Below is a listing; copy all of it exactly.

Records from a point labeling set:
● ● ● ●

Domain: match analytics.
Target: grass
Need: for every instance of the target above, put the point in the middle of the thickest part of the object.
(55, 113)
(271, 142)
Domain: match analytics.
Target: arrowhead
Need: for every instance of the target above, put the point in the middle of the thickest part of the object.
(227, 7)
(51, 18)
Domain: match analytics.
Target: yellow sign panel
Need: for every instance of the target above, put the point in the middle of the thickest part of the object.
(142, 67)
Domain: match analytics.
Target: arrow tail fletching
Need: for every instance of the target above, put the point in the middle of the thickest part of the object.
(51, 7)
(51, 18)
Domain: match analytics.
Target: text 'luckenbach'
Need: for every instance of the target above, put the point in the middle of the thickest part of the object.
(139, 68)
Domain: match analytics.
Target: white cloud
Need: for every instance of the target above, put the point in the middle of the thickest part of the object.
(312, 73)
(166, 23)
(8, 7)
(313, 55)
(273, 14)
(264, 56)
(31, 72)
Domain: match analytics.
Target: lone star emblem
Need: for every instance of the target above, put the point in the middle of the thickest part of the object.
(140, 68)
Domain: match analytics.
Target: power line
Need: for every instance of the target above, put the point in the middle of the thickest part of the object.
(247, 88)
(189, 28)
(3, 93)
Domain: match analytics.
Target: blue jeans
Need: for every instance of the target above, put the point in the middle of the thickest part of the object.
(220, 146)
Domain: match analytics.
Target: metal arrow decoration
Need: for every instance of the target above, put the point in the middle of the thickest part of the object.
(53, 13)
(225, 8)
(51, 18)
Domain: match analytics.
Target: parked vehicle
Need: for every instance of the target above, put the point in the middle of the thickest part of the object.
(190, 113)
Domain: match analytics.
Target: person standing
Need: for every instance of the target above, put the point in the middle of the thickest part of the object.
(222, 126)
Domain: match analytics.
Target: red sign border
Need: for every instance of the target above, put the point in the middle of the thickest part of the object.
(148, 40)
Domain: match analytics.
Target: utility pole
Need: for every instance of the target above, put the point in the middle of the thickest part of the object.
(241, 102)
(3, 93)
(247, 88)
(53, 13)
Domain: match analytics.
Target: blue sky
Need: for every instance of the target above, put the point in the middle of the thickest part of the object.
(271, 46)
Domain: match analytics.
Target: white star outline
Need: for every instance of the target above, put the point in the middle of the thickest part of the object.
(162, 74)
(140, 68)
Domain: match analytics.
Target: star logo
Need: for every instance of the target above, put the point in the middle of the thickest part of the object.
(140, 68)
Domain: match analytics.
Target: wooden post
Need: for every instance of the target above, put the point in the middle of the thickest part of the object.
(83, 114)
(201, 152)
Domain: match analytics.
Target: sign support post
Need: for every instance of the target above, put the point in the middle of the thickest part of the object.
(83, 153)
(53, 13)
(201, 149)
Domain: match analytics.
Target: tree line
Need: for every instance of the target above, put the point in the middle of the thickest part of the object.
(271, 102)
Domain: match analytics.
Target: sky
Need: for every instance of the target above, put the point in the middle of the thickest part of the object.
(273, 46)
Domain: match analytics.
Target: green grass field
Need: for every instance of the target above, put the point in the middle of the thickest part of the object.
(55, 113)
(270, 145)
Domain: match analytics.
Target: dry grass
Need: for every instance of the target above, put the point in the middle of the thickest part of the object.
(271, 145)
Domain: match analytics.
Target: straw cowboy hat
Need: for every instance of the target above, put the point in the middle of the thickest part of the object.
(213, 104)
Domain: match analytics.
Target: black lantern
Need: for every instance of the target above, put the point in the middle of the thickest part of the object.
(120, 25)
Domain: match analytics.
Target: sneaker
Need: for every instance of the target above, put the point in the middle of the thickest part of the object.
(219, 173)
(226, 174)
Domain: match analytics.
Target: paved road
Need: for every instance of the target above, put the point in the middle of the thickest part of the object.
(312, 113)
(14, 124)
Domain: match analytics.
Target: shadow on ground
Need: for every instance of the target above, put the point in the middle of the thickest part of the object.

● ● ● ●

Response for this exercise:
Domain: match analytics.
Target: grass
Need: for every instance of the target above, put the point in the middle of the thickest part of the object.
(55, 113)
(271, 142)
Domain: match analytics.
Target: arrowhead
Need: for every instance of the target above, put the point in the middle of the thickest part of the object.
(227, 7)
(51, 18)
Domain: match analytics.
Target: yellow sign panel
Need: for every instance of the target above, put the point in the middle of the thickest part of the object.
(142, 67)
Domain: match analytics.
Target: arrow tail fletching
Need: for every instance of the target above, put the point in the middle of the thickest part of the object.
(51, 7)
(51, 18)
Domain: match analytics.
Target: text 'luckenbach'
Need: for every instance of the target above, put the point in the middle of the thickest part of the object.
(139, 68)
Domain: match analytics.
Target: white cloud
Need: for every instance of the target above, put the point in the middle of the thickest part of the object.
(312, 73)
(166, 23)
(8, 7)
(313, 55)
(273, 14)
(264, 56)
(31, 72)
Domain: match analytics.
Target: lone star emblem
Need: for every instance of the target above, put the point in the middle of the thickest part of the object.
(140, 68)
Domain: match analytics.
Target: power line
Need: for every instance of the target above, put the point in the middle of the thickest part of the object.
(247, 88)
(189, 28)
(3, 93)
Domain: match analytics.
Target: blue jeans
Need: for every instance of the target above, put the point in the middle of the thickest part of the object.
(220, 146)
Domain: match analytics.
Target: metal arrow decoration
Need: for every instance of the target above, put the point in the middle of the thickest part of the object.
(53, 13)
(225, 8)
(51, 18)
Domain: match analytics.
Target: parked vehicle
Need: for every instance of the target above, put the point in the middle of the thickest part of the object.
(190, 113)
Domain: match analytics.
Target: person standing
Need: for every instance of the target above, put the point in the middle of the thickest part of the object.
(222, 126)
Domain: match analytics.
Target: red sign border
Need: for every instance of the target above, put the point in the middle of the thickest part of the object.
(148, 40)
Domain: match analytics.
Target: utility pole
Need: for every instance of the target above, put the point in the middle of the thickest part of the object.
(241, 102)
(3, 93)
(247, 88)
(53, 13)
Domain: match analytics.
Target: blue sky
Need: for every instance of the target above, put the point in the middle of the thickest part of the object.
(271, 46)
Domain: match analytics.
Target: white star outline
Need: for every instance of the target above, put the point in the middle of the thickest part of the object.
(162, 74)
(140, 68)
Domain: match analytics.
Target: star logo
Need: for every instance of the target above, put the point in the middle of the thickest part of the object.
(140, 68)
Domain: match analytics.
Target: wooden post
Need: for every instance of the target above, put the point in the middle of the thickest part of the object.
(83, 114)
(201, 152)
Domain: match analytics.
Target: sign support post
Need: for every instance of the target above, put the point in the middle of the thickest part of the object.
(83, 153)
(53, 13)
(201, 149)
Domain: match analytics.
Target: tree line
Need: for every instance of the target above, put the point in the middle of the thickest part of the object.
(271, 102)
Domain: match analytics.
Target: sky
Need: for every instance of the target above, put the point in the middle of the thickest part of the object.
(273, 46)
Domain: match analytics.
Target: green grass field
Need: for every instance of the target above, put the point in the middle of the thickest part of the object.
(55, 113)
(270, 145)
Domain: match analytics.
Target: dry grass
Need: for every instance of the target above, put the point in the middle of the thickest part of the object.
(271, 145)
Domain: match analytics.
Target: straw cowboy hat
Need: for every instance of the target above, put the point in the middle of the thickest part of the object.
(213, 104)
Domain: match analytics.
Target: black lantern
Need: for every instance of the target above, put the point in the middle of the thickest part of the object.
(120, 25)
Domain: match analytics.
Target: sneaker
Need: for every instance of the target above, put the point in the middle of the thickest part of the object.
(219, 173)
(226, 174)
Domain: match analytics.
Target: paved road
Need: for every instance of the target above, put the point in the middle of the thickest part of the object.
(312, 113)
(14, 124)
Domain: match analytics.
Target: shadow on ground
Need: for every instance of the target above, put the point in the middle of the thickest part of the object.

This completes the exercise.